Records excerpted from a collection

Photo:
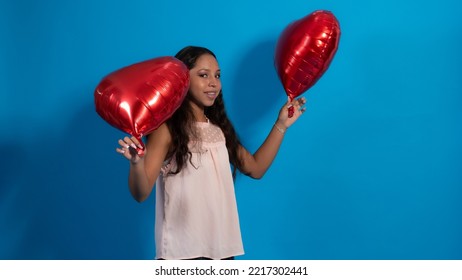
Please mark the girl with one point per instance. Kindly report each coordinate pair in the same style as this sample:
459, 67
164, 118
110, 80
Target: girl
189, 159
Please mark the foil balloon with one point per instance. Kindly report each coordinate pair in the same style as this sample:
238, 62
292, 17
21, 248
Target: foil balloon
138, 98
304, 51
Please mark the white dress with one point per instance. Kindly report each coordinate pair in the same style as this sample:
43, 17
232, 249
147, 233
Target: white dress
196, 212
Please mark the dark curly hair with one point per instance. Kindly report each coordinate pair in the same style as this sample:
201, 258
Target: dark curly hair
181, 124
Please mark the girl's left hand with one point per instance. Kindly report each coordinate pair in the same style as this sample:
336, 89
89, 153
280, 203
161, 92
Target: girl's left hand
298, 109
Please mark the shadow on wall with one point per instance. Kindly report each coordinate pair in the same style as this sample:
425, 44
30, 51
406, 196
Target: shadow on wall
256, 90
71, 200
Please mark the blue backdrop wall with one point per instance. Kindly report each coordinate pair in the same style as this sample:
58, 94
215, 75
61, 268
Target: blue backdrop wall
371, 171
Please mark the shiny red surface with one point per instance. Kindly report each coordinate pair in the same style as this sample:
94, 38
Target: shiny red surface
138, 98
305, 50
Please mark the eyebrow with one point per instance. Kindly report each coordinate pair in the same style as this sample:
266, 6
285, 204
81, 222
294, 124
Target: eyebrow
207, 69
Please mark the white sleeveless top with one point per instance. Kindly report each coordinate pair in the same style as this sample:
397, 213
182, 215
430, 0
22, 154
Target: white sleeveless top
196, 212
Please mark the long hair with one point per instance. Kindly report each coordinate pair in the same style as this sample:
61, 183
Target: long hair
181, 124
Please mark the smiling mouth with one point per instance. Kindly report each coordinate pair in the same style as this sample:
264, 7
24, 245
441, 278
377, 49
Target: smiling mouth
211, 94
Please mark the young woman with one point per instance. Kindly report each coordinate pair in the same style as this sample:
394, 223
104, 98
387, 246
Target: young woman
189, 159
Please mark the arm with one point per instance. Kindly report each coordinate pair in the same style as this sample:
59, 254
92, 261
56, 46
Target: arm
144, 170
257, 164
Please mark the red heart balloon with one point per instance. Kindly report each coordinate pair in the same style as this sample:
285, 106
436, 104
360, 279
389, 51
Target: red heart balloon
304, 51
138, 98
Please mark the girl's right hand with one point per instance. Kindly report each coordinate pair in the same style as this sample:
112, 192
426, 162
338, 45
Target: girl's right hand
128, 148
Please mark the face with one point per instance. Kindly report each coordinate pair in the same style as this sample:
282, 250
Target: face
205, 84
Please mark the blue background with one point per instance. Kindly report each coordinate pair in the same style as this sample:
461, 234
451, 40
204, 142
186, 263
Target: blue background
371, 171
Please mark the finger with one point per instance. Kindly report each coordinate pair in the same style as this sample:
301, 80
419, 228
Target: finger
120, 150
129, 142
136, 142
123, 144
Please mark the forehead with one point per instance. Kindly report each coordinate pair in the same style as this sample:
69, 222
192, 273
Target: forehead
...
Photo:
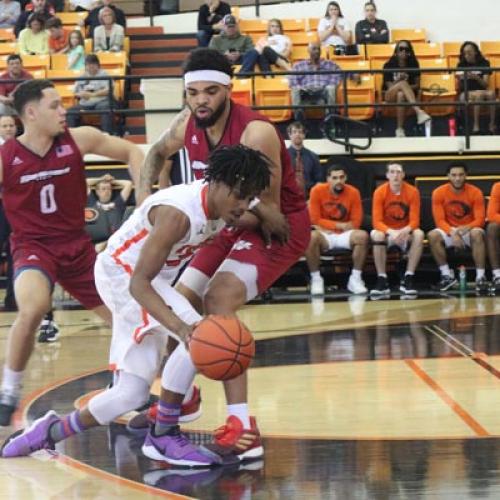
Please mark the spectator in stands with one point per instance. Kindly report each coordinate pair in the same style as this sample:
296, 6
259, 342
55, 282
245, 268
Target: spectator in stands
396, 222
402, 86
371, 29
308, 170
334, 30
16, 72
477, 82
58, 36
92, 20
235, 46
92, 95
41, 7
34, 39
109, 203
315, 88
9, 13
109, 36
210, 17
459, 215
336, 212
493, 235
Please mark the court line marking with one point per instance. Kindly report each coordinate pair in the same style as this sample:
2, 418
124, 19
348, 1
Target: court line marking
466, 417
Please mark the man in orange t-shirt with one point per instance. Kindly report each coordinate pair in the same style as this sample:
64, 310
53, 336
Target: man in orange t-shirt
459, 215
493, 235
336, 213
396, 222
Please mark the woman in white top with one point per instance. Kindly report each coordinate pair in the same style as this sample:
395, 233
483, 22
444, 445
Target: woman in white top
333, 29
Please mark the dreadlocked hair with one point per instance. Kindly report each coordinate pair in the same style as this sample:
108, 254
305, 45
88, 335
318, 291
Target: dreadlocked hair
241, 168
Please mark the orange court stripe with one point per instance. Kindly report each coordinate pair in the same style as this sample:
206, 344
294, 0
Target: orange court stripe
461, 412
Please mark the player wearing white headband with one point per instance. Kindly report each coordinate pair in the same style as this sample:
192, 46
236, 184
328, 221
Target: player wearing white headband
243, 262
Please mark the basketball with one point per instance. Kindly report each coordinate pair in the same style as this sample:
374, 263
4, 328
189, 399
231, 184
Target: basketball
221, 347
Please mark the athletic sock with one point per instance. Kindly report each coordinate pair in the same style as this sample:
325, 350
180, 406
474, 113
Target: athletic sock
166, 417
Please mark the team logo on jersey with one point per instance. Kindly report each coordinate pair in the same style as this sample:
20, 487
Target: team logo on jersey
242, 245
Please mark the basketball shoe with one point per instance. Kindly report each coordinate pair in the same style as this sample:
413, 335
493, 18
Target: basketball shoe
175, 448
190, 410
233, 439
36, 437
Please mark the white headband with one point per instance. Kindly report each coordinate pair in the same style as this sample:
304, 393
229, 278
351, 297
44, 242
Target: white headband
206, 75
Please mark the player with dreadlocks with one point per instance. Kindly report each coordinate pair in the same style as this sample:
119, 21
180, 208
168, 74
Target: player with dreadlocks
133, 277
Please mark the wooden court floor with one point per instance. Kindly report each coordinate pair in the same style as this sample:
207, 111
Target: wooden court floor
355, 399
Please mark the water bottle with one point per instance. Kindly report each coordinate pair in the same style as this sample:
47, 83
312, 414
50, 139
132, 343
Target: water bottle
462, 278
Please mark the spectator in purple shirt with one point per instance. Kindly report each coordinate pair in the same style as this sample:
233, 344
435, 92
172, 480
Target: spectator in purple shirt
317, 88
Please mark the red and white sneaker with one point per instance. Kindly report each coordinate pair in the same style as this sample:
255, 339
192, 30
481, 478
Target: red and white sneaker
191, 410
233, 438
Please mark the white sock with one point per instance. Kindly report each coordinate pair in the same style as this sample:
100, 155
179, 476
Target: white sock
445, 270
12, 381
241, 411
--
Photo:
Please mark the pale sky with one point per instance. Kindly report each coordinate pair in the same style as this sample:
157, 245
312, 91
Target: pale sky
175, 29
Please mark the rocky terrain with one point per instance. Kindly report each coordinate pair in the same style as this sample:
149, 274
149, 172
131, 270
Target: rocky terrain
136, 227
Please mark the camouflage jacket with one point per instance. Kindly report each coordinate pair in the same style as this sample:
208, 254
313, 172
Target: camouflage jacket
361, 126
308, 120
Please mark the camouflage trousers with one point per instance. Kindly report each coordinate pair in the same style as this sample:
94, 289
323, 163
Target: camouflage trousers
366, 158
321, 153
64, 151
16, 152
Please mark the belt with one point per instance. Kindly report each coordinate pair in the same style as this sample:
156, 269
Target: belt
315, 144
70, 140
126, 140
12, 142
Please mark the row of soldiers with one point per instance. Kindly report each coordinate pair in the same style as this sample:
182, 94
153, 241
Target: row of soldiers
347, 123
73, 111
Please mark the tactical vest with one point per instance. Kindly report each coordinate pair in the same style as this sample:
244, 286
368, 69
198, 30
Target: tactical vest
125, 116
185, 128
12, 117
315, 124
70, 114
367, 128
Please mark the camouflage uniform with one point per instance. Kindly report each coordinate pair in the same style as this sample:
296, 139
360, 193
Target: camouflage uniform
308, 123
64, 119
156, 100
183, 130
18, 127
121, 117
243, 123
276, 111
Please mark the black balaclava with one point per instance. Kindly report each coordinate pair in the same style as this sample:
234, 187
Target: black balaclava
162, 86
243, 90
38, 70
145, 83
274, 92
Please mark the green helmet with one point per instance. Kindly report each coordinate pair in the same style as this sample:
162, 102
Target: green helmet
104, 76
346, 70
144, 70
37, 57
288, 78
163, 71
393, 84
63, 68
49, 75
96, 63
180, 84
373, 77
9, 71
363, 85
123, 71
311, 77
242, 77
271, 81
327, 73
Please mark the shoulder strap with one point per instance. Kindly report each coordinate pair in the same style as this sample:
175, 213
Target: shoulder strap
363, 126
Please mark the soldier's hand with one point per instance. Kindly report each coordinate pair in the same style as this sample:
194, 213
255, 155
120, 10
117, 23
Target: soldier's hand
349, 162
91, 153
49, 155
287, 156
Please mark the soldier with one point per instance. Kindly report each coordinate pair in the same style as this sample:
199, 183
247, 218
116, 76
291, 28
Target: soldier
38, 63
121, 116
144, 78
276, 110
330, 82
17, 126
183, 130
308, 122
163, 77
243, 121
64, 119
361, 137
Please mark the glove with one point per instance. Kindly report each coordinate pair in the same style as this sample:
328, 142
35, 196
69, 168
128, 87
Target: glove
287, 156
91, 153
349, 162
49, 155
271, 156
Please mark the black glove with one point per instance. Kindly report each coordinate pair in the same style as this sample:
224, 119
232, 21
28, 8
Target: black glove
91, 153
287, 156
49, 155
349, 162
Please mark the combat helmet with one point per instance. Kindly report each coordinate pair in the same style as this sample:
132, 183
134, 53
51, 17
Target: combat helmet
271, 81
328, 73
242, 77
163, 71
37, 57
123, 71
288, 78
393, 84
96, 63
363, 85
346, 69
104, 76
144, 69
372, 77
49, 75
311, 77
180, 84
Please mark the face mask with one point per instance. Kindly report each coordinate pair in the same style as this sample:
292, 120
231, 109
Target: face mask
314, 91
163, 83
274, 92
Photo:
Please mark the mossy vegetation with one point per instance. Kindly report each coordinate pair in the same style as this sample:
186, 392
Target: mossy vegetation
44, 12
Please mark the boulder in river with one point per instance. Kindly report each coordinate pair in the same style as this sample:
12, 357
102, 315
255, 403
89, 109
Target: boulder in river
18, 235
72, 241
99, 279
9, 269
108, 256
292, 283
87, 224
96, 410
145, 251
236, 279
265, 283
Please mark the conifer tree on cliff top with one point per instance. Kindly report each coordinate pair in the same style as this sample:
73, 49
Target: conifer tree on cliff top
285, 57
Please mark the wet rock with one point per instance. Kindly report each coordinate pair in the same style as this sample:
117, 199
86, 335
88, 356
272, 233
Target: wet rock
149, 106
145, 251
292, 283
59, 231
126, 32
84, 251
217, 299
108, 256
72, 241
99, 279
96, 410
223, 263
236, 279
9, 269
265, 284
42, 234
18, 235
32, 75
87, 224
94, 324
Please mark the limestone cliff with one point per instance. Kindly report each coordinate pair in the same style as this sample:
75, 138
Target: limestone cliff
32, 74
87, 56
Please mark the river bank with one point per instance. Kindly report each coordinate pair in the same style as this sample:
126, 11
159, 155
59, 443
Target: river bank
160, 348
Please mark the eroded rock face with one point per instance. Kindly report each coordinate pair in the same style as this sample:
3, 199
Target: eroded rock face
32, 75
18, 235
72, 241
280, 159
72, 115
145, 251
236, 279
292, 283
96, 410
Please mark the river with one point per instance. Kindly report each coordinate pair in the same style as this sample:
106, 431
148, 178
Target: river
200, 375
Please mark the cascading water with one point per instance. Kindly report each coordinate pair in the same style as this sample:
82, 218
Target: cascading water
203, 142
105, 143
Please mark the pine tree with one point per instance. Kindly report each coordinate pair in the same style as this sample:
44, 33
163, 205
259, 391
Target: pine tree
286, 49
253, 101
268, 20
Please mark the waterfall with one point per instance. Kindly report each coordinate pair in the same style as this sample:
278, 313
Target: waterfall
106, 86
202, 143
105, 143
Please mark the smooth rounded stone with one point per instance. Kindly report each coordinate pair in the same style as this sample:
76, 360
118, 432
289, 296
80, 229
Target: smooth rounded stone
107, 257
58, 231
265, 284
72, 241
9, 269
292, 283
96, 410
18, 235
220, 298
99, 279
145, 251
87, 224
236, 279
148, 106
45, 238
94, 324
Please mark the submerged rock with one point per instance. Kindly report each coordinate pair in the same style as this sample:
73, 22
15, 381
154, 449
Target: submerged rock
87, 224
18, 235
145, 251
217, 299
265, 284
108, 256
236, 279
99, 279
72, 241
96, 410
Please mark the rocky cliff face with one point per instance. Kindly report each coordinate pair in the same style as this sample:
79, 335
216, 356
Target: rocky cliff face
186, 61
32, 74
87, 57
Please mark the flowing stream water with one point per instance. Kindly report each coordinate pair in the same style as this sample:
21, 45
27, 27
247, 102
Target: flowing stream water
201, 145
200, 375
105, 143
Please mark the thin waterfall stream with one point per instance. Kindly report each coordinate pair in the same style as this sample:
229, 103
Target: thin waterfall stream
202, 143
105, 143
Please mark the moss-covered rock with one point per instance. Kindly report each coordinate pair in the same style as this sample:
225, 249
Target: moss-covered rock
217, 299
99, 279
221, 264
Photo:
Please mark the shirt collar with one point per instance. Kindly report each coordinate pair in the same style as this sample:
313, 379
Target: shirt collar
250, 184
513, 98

EXERCISE DIRECTIONS:
Report every line in the items above that contains the string "pine", matching case exactly.

THE RESPONSE:
Please mark the pine tree with one point per instance. Kindly report each coordinate pair in the same style as this sample:
Target: pine tree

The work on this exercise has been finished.